>> START MATERIAL SHOWN
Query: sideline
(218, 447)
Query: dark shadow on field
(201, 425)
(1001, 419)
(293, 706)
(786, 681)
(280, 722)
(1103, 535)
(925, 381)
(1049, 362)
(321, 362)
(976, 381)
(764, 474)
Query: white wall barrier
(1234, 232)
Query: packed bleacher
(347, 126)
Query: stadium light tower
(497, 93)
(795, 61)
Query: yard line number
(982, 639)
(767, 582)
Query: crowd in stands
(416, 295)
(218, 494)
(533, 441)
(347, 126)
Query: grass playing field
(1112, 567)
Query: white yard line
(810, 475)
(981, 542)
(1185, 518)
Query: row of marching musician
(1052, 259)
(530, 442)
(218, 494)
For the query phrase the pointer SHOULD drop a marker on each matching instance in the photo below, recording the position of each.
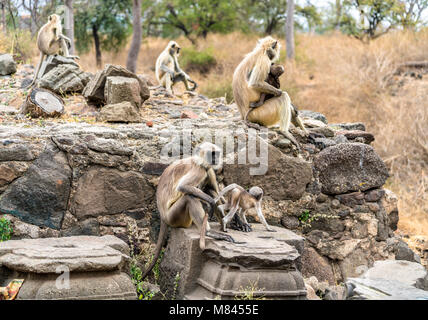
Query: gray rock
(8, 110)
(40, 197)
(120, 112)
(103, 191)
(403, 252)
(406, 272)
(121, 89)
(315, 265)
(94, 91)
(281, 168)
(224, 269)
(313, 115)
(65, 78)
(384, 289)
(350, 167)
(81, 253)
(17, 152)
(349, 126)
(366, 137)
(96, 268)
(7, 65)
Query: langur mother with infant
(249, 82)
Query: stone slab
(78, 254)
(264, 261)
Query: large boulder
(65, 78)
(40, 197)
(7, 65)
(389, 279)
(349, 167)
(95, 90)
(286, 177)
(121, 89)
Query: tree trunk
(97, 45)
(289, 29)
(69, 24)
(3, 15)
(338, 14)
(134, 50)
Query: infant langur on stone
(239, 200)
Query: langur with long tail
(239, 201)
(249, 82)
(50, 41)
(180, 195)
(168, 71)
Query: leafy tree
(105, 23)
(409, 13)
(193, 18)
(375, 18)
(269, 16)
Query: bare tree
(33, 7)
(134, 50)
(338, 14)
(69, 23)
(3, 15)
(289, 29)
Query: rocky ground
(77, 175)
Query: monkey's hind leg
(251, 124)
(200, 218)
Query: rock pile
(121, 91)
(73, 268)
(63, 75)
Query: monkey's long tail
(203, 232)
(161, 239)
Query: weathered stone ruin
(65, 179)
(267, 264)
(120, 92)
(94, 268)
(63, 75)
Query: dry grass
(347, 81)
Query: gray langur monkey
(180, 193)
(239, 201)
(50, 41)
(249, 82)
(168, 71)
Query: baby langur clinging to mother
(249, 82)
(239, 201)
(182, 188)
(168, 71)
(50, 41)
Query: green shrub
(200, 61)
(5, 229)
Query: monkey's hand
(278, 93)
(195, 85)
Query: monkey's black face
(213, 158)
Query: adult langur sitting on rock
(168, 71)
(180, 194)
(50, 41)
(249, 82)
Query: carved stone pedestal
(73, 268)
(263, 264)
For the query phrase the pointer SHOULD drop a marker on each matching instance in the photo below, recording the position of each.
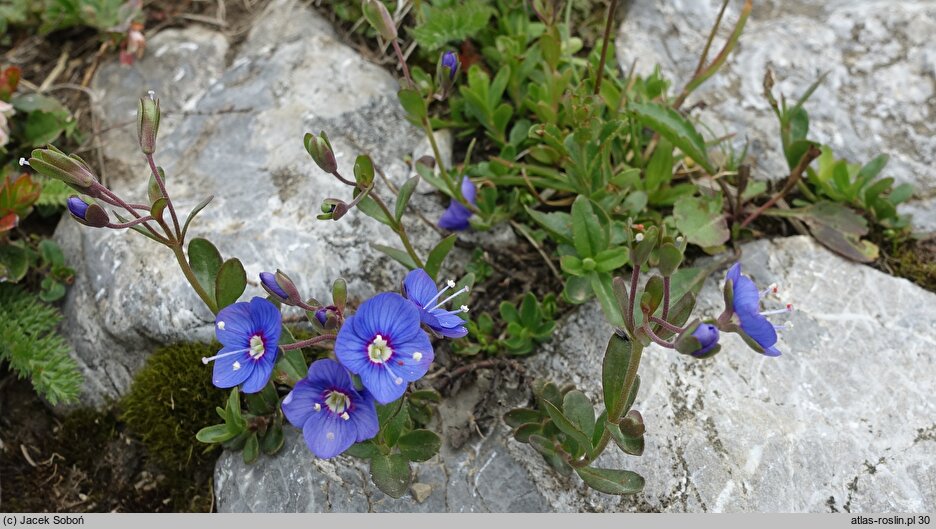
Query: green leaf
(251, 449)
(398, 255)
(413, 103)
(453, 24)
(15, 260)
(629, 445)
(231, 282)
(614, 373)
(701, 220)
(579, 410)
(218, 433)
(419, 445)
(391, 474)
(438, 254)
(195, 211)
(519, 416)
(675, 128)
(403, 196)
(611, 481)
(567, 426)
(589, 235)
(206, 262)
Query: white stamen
>> END MATERIAL SHOWN
WRITTEN INSTRUCTION:
Render all the entries above as a Markdown table with the columns "Row" and "Line," one non-blank line per row and numbered in order. Leave the pictures out of the table.

WRITTEN ANSWER:
| Row | Line |
|---|---|
| 1 | Query: sideline |
| 2 | (218, 447) |
| 3 | Query: dark shadow on field |
| 4 | (201, 425) |
| 5 | (1001, 419) |
| 6 | (293, 706) |
| 7 | (786, 681) |
| 8 | (280, 722) |
| 9 | (1103, 535) |
| 10 | (925, 381) |
| 11 | (1049, 362) |
| 12 | (321, 362) |
| 13 | (976, 381) |
| 14 | (764, 474) |
| 15 | Query: white wall barrier |
| 16 | (1234, 232) |
| 17 | Query: packed bleacher |
| 18 | (347, 126) |
| 19 | Query: stadium light tower |
| 20 | (497, 93) |
| 21 | (795, 61) |
| 22 | Query: yard line number |
| 23 | (982, 639) |
| 24 | (767, 582) |
| 25 | Query: crowd in stands |
| 26 | (416, 295) |
| 27 | (218, 494) |
| 28 | (533, 441) |
| 29 | (347, 126) |
| 30 | Query: grass playing field |
| 31 | (1112, 567) |
| 32 | Query: white yard line |
| 33 | (810, 475) |
| 34 | (981, 542) |
| 35 | (1185, 518) |
| 36 | Query: row of marching musician |
| 37 | (1052, 259) |
| 38 | (530, 442) |
| 39 | (218, 494) |
| 40 | For the query phrase the pointer SHOULD drop a marker on each matching instance in the photo below, recording the position of each. |
| 41 | Query: gray rock |
| 42 | (8, 110) |
| 43 | (40, 197) |
| 44 | (120, 112) |
| 45 | (103, 191) |
| 46 | (403, 252) |
| 47 | (406, 272) |
| 48 | (121, 89) |
| 49 | (315, 265) |
| 50 | (94, 91) |
| 51 | (281, 168) |
| 52 | (224, 269) |
| 53 | (313, 115) |
| 54 | (65, 78) |
| 55 | (384, 289) |
| 56 | (350, 167) |
| 57 | (81, 253) |
| 58 | (17, 152) |
| 59 | (349, 126) |
| 60 | (366, 137) |
| 61 | (96, 268) |
| 62 | (7, 65) |
| 63 | Query: langur mother with infant |
| 64 | (249, 82) |
| 65 | Query: stone slab |
| 66 | (78, 254) |
| 67 | (264, 261) |
| 68 | Query: large boulder |
| 69 | (65, 78) |
| 70 | (40, 197) |
| 71 | (7, 65) |
| 72 | (389, 279) |
| 73 | (349, 167) |
| 74 | (95, 90) |
| 75 | (286, 177) |
| 76 | (121, 89) |
| 77 | Query: tree trunk |
| 78 | (97, 45) |
| 79 | (289, 29) |
| 80 | (69, 24) |
| 81 | (3, 15) |
| 82 | (338, 14) |
| 83 | (134, 50) |
| 84 | Query: infant langur on stone |
| 85 | (239, 200) |
| 86 | Query: langur with long tail |
| 87 | (239, 201) |
| 88 | (249, 82) |
| 89 | (50, 41) |
| 90 | (180, 195) |
| 91 | (168, 71) |
| 92 | Query: leafy tree |
| 93 | (105, 23) |
| 94 | (409, 13) |
| 95 | (193, 18) |
| 96 | (375, 18) |
| 97 | (269, 16) |
| 98 | Query: bare tree |
| 99 | (33, 7) |
| 100 | (134, 50) |
| 101 | (338, 14) |
| 102 | (69, 23) |
| 103 | (3, 15) |
| 104 | (289, 29) |
| 105 | Query: rocky ground |
| 106 | (77, 175) |
| 107 | Query: monkey's hind leg |
| 108 | (251, 124) |
| 109 | (200, 218) |
| 110 | Query: rock pile |
| 111 | (121, 91) |
| 112 | (73, 268) |
| 113 | (63, 75) |
| 114 | Query: monkey's long tail |
| 115 | (203, 232) |
| 116 | (161, 239) |
| 117 | Query: weathered stone ruin |
| 118 | (65, 179) |
| 119 | (267, 264) |
| 120 | (120, 92) |
| 121 | (94, 268) |
| 122 | (63, 75) |
| 123 | Query: dry grass |
| 124 | (347, 81) |
| 125 | Query: gray langur monkey |
| 126 | (180, 193) |
| 127 | (239, 201) |
| 128 | (50, 41) |
| 129 | (249, 82) |
| 130 | (168, 71) |
| 131 | Query: baby langur clinging to mother |
| 132 | (249, 82) |
| 133 | (239, 201) |
| 134 | (182, 188) |
| 135 | (168, 71) |
| 136 | (50, 41) |
| 137 | Query: green shrub |
| 138 | (200, 61) |
| 139 | (5, 229) |
| 140 | Query: monkey's hand |
| 141 | (278, 93) |
| 142 | (195, 85) |
| 143 | Query: monkey's black face |
| 144 | (213, 158) |
| 145 | Query: adult langur sitting on rock |
| 146 | (168, 71) |
| 147 | (180, 194) |
| 148 | (50, 41) |
| 149 | (249, 82) |
| 150 | Query: carved stone pedestal |
| 151 | (73, 268) |
| 152 | (263, 264) |
| 153 | For the query phrase the pointer SHOULD drop a marker on each matching instance in the photo below, recording the position of each. |
| 154 | Query: green leaf |
| 155 | (251, 449) |
| 156 | (398, 255) |
| 157 | (413, 103) |
| 158 | (453, 24) |
| 159 | (15, 260) |
| 160 | (629, 445) |
| 161 | (231, 282) |
| 162 | (614, 373) |
| 163 | (701, 220) |
| 164 | (579, 410) |
| 165 | (218, 433) |
| 166 | (419, 445) |
| 167 | (391, 474) |
| 168 | (438, 254) |
| 169 | (195, 211) |
| 170 | (519, 416) |
| 171 | (675, 128) |
| 172 | (403, 196) |
| 173 | (611, 481) |
| 174 | (567, 426) |
| 175 | (589, 235) |
| 176 | (206, 262) |
| 177 | Query: white stamen |